§ **WHAT THE TASK ASKS**
Which lines in the material below contain the word "wooden"? Pick out each of them and copy it.

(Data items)
--- START ---

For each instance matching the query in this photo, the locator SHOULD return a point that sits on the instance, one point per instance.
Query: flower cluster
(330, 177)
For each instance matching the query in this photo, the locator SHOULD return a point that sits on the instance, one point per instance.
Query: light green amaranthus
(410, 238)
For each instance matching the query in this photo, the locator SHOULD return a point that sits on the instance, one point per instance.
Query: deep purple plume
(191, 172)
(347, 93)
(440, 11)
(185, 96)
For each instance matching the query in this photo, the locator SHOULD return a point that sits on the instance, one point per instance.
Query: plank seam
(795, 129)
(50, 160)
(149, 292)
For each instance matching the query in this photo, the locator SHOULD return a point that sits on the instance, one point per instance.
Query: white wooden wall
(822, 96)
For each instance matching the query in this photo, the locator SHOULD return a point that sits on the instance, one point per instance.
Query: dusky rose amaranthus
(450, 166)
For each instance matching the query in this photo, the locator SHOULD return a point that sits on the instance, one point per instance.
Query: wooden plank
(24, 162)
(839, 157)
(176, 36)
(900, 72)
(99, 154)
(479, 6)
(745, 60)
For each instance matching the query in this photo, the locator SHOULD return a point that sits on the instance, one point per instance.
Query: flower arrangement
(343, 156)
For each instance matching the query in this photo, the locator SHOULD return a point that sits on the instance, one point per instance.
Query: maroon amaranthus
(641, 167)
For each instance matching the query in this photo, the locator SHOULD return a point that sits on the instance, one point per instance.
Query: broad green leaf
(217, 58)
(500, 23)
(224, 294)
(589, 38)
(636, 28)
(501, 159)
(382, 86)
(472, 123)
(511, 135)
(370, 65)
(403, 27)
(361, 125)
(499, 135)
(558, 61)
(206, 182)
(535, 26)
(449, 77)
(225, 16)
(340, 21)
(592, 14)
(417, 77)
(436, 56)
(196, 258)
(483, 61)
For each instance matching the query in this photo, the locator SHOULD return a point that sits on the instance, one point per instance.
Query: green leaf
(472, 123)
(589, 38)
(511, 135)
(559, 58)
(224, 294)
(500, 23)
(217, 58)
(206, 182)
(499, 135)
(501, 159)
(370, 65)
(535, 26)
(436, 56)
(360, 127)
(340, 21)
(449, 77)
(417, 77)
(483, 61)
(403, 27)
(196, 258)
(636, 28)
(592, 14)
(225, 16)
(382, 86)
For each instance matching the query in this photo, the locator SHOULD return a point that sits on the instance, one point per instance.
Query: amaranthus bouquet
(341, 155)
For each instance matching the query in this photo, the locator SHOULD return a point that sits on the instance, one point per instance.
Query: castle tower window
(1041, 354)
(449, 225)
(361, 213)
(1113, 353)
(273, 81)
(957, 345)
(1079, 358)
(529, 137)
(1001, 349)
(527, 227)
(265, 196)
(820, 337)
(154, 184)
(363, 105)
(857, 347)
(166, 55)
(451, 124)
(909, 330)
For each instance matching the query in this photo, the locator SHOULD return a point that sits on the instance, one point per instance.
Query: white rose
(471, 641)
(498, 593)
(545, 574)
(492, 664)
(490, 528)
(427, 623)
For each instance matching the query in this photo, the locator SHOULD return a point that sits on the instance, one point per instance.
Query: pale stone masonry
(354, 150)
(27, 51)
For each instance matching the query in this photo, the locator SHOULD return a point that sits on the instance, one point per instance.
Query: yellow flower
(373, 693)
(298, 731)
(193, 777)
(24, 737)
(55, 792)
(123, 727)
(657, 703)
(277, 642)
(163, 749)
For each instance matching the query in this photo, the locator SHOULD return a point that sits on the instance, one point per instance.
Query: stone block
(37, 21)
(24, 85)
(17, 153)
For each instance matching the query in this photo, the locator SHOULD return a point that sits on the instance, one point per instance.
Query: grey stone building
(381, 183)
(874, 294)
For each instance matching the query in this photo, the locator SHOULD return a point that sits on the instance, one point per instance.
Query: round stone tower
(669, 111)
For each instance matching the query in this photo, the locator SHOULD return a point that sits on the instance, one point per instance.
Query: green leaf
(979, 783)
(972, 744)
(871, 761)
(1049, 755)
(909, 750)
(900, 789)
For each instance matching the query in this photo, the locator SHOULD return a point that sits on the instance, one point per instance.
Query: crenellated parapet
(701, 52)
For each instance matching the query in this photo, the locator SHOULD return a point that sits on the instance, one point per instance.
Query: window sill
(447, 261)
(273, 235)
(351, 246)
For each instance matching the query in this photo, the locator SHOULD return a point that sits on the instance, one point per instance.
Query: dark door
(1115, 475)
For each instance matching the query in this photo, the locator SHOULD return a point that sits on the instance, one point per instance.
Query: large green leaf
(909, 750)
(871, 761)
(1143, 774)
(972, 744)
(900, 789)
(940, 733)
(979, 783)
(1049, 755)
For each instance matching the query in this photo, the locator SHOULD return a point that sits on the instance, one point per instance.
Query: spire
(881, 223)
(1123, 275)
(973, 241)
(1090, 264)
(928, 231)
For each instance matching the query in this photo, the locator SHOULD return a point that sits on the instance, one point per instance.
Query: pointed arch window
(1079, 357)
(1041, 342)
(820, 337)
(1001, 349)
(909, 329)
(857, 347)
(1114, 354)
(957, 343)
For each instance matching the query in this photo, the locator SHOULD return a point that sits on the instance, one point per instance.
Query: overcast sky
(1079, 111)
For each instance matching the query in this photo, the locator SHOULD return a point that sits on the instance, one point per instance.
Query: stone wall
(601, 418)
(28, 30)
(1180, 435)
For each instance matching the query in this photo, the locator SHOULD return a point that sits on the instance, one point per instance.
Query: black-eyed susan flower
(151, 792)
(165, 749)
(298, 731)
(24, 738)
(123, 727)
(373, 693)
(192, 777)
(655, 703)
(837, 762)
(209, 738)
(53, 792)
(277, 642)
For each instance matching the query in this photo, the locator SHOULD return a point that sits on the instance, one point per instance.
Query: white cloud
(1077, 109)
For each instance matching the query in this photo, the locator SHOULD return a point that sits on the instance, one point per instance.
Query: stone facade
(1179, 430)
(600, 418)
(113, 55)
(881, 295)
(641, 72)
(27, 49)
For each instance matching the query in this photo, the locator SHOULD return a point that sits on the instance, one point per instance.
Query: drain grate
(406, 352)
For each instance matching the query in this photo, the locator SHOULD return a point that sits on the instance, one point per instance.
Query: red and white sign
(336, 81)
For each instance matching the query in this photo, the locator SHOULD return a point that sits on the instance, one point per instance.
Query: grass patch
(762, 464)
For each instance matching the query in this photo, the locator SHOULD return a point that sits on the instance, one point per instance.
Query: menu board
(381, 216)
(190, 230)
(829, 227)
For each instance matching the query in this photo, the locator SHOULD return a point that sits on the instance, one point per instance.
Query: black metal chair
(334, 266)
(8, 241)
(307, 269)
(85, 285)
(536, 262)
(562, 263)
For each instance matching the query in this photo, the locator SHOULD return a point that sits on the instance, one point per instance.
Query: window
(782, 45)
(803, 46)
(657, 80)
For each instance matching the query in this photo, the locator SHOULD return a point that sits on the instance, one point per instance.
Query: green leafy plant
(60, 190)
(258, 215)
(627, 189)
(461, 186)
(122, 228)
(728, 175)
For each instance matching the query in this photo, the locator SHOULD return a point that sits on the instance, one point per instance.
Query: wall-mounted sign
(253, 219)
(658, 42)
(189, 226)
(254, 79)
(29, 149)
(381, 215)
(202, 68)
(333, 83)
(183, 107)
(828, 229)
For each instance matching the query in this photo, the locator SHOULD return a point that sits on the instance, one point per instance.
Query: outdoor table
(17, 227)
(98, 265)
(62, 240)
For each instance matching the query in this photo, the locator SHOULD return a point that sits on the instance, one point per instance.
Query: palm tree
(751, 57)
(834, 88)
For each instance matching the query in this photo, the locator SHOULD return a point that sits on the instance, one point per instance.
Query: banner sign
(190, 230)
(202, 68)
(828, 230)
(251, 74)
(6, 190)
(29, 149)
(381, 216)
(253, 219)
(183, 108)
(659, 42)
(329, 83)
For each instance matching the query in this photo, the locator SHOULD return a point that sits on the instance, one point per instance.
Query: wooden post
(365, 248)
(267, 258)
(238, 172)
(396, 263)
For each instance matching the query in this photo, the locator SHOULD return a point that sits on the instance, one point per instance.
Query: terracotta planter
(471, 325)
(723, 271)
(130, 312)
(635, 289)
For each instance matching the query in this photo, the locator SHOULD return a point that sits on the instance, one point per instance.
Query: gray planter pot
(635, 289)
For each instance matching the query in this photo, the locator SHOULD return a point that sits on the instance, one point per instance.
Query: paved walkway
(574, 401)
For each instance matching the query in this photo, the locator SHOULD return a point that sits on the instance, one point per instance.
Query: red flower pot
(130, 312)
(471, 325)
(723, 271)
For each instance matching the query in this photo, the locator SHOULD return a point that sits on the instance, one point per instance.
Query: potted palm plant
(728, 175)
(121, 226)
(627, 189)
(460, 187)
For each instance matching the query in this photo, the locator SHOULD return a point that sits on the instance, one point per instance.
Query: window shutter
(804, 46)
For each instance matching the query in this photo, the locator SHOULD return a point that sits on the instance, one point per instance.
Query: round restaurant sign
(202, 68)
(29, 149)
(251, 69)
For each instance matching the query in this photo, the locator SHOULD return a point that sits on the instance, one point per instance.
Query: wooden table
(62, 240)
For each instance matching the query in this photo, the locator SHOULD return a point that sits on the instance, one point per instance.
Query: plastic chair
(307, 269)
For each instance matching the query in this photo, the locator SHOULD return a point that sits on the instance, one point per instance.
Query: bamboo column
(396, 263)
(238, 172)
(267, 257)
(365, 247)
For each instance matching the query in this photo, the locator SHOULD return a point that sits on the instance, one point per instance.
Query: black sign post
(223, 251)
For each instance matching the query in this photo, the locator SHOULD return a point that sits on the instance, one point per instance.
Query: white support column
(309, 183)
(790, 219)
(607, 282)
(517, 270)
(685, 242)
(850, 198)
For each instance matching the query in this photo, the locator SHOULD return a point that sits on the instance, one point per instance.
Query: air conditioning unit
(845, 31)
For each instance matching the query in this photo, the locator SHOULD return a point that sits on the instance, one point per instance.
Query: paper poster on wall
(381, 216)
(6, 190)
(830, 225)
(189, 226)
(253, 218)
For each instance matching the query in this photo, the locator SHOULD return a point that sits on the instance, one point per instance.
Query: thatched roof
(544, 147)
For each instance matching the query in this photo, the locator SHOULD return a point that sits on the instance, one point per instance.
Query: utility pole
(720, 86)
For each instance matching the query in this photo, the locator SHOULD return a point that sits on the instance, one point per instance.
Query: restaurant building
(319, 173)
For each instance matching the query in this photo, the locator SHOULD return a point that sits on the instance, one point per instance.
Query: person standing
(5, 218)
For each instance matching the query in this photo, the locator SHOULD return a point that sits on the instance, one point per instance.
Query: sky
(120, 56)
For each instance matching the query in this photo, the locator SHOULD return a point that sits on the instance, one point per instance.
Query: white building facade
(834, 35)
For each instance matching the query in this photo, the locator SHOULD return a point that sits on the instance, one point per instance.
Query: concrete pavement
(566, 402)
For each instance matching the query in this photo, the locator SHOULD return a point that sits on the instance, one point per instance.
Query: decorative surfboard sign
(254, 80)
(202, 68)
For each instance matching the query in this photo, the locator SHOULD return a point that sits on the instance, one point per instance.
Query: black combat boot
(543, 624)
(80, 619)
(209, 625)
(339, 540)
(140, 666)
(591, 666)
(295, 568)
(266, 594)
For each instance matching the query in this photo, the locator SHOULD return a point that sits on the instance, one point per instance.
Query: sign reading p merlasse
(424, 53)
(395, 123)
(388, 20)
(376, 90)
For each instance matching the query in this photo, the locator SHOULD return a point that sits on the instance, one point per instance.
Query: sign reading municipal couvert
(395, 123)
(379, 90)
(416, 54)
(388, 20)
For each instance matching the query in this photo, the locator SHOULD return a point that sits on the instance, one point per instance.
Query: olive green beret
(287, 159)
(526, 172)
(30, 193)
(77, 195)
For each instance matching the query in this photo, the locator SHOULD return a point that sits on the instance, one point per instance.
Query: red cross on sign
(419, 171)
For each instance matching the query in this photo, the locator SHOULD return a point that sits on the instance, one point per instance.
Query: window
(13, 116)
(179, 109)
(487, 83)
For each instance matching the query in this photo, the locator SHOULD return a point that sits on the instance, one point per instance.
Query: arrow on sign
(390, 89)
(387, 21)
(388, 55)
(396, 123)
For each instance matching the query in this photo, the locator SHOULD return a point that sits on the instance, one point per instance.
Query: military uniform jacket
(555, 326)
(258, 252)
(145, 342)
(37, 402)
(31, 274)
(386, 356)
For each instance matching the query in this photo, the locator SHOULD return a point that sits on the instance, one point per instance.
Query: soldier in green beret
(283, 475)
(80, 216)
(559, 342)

--- END ---

§ **WRITTEN ANSWER**
Query: white wooden wall
Query: wooden plank
Query: wooden post
Query: wooden table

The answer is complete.